Problem details: Pick up the worked solution to the dinner-party seating problem below and continue it from its last sentence.

Question

There are $2n$ guests at a dinner party. Supposing that the master and mistress of the house have fixed seats opposite one another, and that there are two specified guests who must not be placed next to one another, the number of ways in which the company can be placed is

• A. $(4n^2-6n+4)\times (n-1)!$
• B. $(2n^2-3n+2)\times (2n-2)!$
• C. $(4n^2-6n+4)\times (2n-3)!$
• D. $(4n^2-6n+4)\times (2n-2)!$

Answer 1

The correct option is D $(4n^2-6n+4)\times (2n-2)!$

Let $M$ represents the seat of the master and $M^{\prime }$ represents the seat of the mistress.
Let $a_1,a_2,...,a_{2n}$ represent the $2n$ seats.
Let $P$ and $Q$ represent the guests who must not be placed next to one another.

Case:1-When $P$ is next to $M$ and $M^{\prime }$ and $Q$ at any position other than next to $P$.
Let $P$ is at $a_1$ and $Q$ at any position other than next to $a_1$ (say $a_3$).

Material:

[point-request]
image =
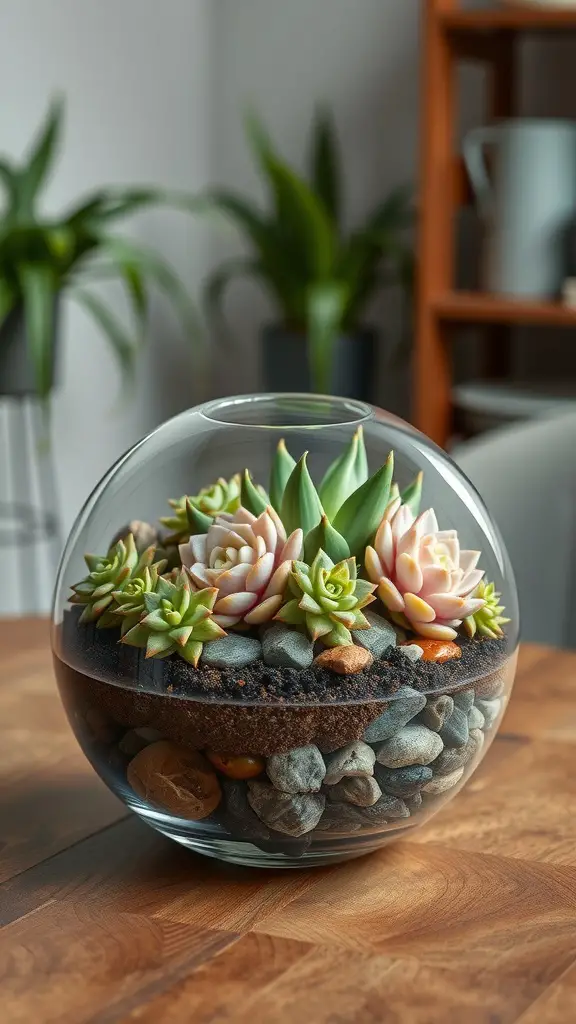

Task output:
The remaining $(2n-2)$ guests can be arranged in the remaining $(2n-2)$ positions in $(2n-2)!$ ways.
Total arrangements of guests when $P$ is at $a_1$
$=(2n-2)\times (2n-2)!$.
Similarly, we have the same number of arrangements when $P$ is at $a_n,a_{n+1},a_{2n}$
Altogether, for these $4$ places, we have :
Total number of arrangements $4\times (2n-2)(2n-2)!$

Case:2- When $P$ is at any position except next to $M$ and $M^{\prime }$ and $Q$ at any position other than next to $P$.
Let $P$ is at $a_2$ and $Q$ at any position other than next to $a_2$.
The remaining $(2n-2)$ guests can be arranged in the remaining $(2n-3)$ positions in $(2n-2)!$ ways.
Total arrangements of guests when $P$ is at $a_2$
$=(2n-3)\times (2n-2)!$.
Similarly, we have the same number of arrangements when $P$ is at any other position $a_1,a_n,a_{n+1},a_{2n}$.
Altogether, for these $(2n-4)$ places, we have :
Total number of arrangements $=(2n-4)(2n-3)(2n-2)!$

$\therefore$ Total number of ways of arranging the guests
$=$ case -1 $+$ case-2
$=4\times (2n-2)(2n-2)!+(2n-4)(2n-3)(2n-2)!$
$=(4n^2-6n+4)\times (2n-2)!$

$\text{Alternate Solution}$

Total number of ways in which guests can be seated $=2n!$

Here, for $2$ particular guests to seat next to each other, there are $(2n-2).$ positions.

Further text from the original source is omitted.